> **Task**: Extract every line below that contains the word "layout".

[Photo-based referring expression data]
-- Opening Marker --

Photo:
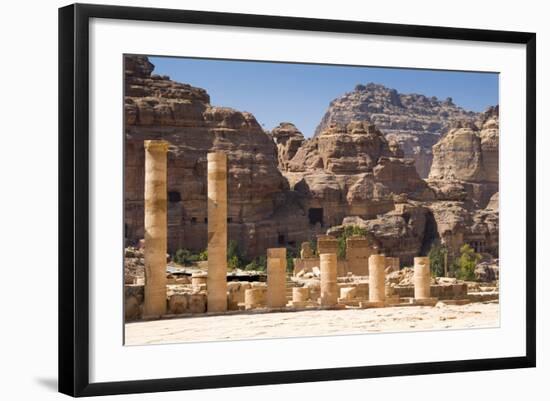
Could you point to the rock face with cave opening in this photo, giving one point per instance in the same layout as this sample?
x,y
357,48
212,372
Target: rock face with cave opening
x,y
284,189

-- Closing Marker --
-- Opening Marker --

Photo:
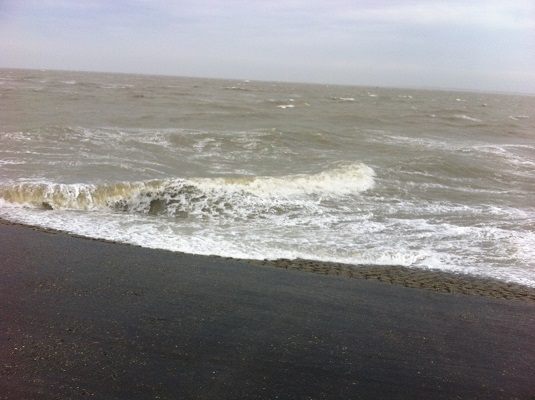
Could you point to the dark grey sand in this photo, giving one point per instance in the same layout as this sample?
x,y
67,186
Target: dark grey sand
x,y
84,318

-- Closing Marker --

> **Response box**:
Could you point to the rock face with cave opening in this photo, giving one point per instance in the same layout as this sample?
Could you point to the dark grey sand in this photo, giving one point per instance in the same layout as this sample?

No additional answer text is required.